◆ Bagian Dokumen ◆
>>>

Jumat, 16 Desember 2011

Menengok Sejenak ke Perjanjian Bagi Hasil dan Kelompok Ternak Sapi "Andhini Rahayu" Pedukuhan Betakan



sapi lemosin di kandang sapi Betakan
Kebiasaan dan kesusilaan yang berlangsung turun temurun yang menjadi tingkah laku masyarakat terdapat dalam semua bidang kehidupan sehari-hari, termasuk dalam usaha peternakan. Beternak merupakan salah satu mata pencaharian yang banyak dilakukan oleh masyarakat pedesaan, baik dikelola sendiri maupun dipercayakan kepada orang lain dengan perjanjian membagi dari hasil keuntungan yang diperoleh. Hasil peternakan menjadi salah satu tumpuan hidup sebagian masyarakat pedesaan. Ternak merupakan barang berharga bagi rakyat pedesaan. Terlebih seperti saat ini ketika warga tidak dapat mengandalkan hidup dari hasil pertanian, terutama tanaman padi, sebab perubahan iklim dan perubahan masyarakat menyebabkan petani gagal panen.
Kabupaten Sleman bagian barat memiliki sumber daya alam yang potensial dan merupakan sentra padi. Namun, ketersediaan beras hanya menjadi harapan karena hama wereng dan tikus serta erupsi Merapi menyebabkan tiga musim terakhir ini hanya panen sangat sedikit, bahkan dapat dikatakan tidak panen sama sekali. Meskipun demikian, warga yang mempunyai ternak sapi dapat bergembira karena kegiatan usaha ternak sapi tetap memberikan hasil, tidak seperti pertanian padi.
Ada warga yang memang hanya mengandalkan pemasukan dari beternak sapi, ada yang beternak sapi hanya merupakan hobi semata, dan ada juga yang beternak sapi karena terpaksa sebab hasil pekerjaannya sebagai buruh tani tidak mencukupi, terlebih karena persawaan tidak digarap dan sering gagal panen. Jenis warga yang ketiga ini biasanya memilih beternak sapi dengan mengadakan perjanjian bagi hasil atau gadhuh sapi milik warga/peternak lain. Dengan adanya warga yang menggadhuh sapi, membuat budidaya sapi di wilayah itu bertambah banyak sehingga sering ada warga pemelihara sapi yang mengadakan upacara brokohan. Sistem bagi hasil dengan menggadhuh sapi ini telah dilakukan sejak lama.

<<<

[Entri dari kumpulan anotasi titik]
>>>

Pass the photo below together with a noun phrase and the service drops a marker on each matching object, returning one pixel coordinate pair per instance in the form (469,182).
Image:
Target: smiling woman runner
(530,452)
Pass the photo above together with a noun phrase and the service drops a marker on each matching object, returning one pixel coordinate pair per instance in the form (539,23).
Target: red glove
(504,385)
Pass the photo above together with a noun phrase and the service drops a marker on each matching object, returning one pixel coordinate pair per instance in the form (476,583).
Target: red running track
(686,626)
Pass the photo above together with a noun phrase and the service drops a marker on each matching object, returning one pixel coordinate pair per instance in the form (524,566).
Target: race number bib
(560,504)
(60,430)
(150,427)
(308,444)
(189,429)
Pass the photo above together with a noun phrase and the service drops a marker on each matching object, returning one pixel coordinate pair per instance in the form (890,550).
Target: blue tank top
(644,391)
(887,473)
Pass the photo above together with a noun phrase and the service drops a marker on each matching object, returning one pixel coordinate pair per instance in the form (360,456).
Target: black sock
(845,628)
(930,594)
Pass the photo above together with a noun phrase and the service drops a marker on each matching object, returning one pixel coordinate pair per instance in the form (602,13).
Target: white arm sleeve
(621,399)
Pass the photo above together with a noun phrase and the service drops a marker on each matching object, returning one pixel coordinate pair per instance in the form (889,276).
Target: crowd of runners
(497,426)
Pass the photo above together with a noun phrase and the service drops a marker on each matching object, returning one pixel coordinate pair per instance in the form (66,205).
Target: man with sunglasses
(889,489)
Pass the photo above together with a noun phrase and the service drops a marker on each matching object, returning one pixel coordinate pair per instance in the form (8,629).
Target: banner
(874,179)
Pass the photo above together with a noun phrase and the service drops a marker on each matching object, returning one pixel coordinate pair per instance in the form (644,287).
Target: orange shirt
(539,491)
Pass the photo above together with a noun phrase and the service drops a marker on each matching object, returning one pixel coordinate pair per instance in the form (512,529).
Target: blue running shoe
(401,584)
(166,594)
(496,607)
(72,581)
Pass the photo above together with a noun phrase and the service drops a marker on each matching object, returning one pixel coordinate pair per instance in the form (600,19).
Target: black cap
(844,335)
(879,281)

<<<

◆ Langkah yang Dikerjakan ◆
1. Ringkaslah paragraf yang diawali "Kabupaten Sleman bagian barat" dalam teks tentang ternak sapi Betakan menjadi daftar poin tanpa menghilangkan fakta utamanya.
2. Tentukan setiap baris dalam entri yang memuat kata "running", lalu salin baris-baris tersebut.
Teks dan entri di atas merupakan dua bahan yang terpisah satu sama lain.

◆ Jawaban Tugas ◆
1.
- Kabupaten Sleman bagian barat memiliki sumber daya alam yang potensial dan merupakan sentra padi.
- Hama wereng, tikus, dan erupsi Merapi menyebabkan panen dalam tiga musim terakhir sangat sedikit, bahkan dapat dikatakan tidak ada sama sekali.
- Berbeda dengan pertanian padi, usaha ternak sapi tetap memberikan hasil, sehingga warga yang memiliki sapi dapat bergembira.

2.
Target: red running track
Target: blue running shoe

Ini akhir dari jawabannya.